There is an interesting religious challenge in Georgia where factory worker, Billy E. Hyatt refused to be marked with the sign of “the Beast” and was fired by Plaint Corporation. Plaint found Hyatt less than compliant when he was asked to put on a sticker proclaiming that the plastic factory was accident-free for 666 days. He refused and said that, to do so, would have cost him his eternal soul. Instead, it cost him his job and he is suing.
A devout Christian insisted that the number would mark him with the number of the Beast as detailed in the Bible’s Book of Revelation. He had worked for the north Georgia plastics company since June 2007 and said that he “grew nervous” when the number of accident-free days crept town the 660s. Rather than engineer an accident, however, he tried to explain that wearing the number would condemn him to hell. After a three-day suspension, he was fired at a human resources meeting. He is now seeking not just back pay but punitive damages under the theory that the company was making him choose between his job and abandoning his God.
There are a couple of problems with the claim. First, I have already identified the Beast in a prior column as Michael Eisner, former CEO at Disney. Second, many scholars believe the actual number is 616, not 666. It turns out that 666 may be the ancient equivalent to a typo. Papyrus 115 is a fragmented piece of papyrus that dates back to the 3rd century and was not translated until the 20th century. Researchers were surprised to see that the papyrus included “616” as the sign of the Beast. If true, Hyatt was likely already wearing the number and lost his soul 50 days before (yes, I would like the company lawyers to make this argument with attribution in the upcoming hearing).
Here are the more often read passages:
Revelation 13:16 And he causeth all, both small and great, rich and poor, free and bond, to receive a mark in their right hand, or in their foreheads:
Revelation 13:17 And that no man might buy or sell, save he that had the mark, or the name of the beast, or the number of his name.
Revelation 13:18 Here is wisdom. Let him that hath understanding count the number of the beast: for it is the number of a man; and his number is Six hundred threescore and six. (666)
This passage has previously led to problems when 666 appears on papers or in conversation for some Christians.
The more serious problem is that the legal basis lacks any merit. It is ridiculous to suggest that a company must conform to such eccentric or extreme religious views. If someone wants to go through life avoiding a particular whole numbers, they are free to do so like those people who will stay at a hotel with thirteen floors but not one with a 13th floor on the elevator. You cannot, however, force everyone else to adhere to your idiosyncratic obsession.

===============

* _WHAT TO DO_
A) In the piece on the worker fired over the 666 sticker, give the passage again, beginning at the words "A devout Christian" and stopping after "abandoning his God.", with "human resources meeting" replaced by "personnel meeting".
B) Carry on the piece about the factory worker fired over the 666 sticker, starting after its final sentence.

* _SOURCE DATA_
===============

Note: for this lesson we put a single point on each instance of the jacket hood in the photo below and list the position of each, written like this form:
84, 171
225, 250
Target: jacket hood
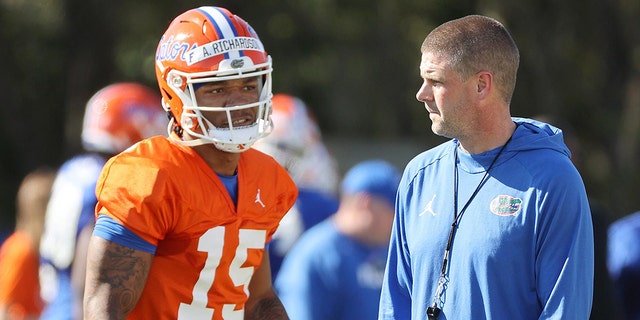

===============

* _EXPECTED RESPONSES_
A)
A devout Christian insisted that the number would mark him with the number of the Beast as detailed in the Bible’s Book of Revelation. He had worked for the north Georgia plastics company since June 2007 and said that he “grew nervous” when the number of accident-free days crept town the 660s. Rather than engineer an accident, however, he tried to explain that wearing the number would condemn him to hell. After a three-day suspension, he was fired at a personnel meeting. He is now seeking not just back pay but punitive damages under the theory that the company was making him choose between his job and abandoning his God.

B)
31 thoughts on “The Devil Came Down To Georgia: Christian Challenges Termination After Refusing To Wear Sticker With The Number 666”
Danny is correct that Title VII would require a reasonable accomodation and I doubt the employer could show an undue hardship as defined by the CRA for failure to wear a button. [Personally, I don’t think employees should be impressed into being walking billboards for companies unless they want to be]. The employer’s belief in the foolish nature of the observance is not a defense either. I think the man’s belief is about as wacko as most others based on faith instead of evidence but the law protects fool and philosopher alike.
“I don’t think the law gets to take sides about which version of “Christianity” is true, which is exactly what saying “this isn’t intrinsic to Christianity” would be.”
On rethinking this based on the above, I have to agree with you.
Solomon’s great wealth
2 Chr 1:13
The weight of gold that came to Solomon yearly was six hundred and sixty-six talents of gold.
Wow. Counter to the statements in your ultimate paragraph, the argument does have merit. Under Title VII of the Civil Rights Act, employees are entitled to religious accommodations assuming that those accommodations do not represent an undue hardship to the employer. The compliantant needs to demonstrate that a non-essential part of the job violated a sincerely held religious belief; that’s it. Not wearing a sticker on one day is not an undue hardship. Batty as he may seem and counter to your baseless statement, the compliantant was not forcing anything on anyone; he just did not want to wear a sticker. Jeez.
“….what is acceptable religious interpretation by consensus of the churches and what’s cultist, contentious or just plain crazyville….”
As of there’s a difference in the first place. And then they ask a religious person to make that distinction? That’s hilareous.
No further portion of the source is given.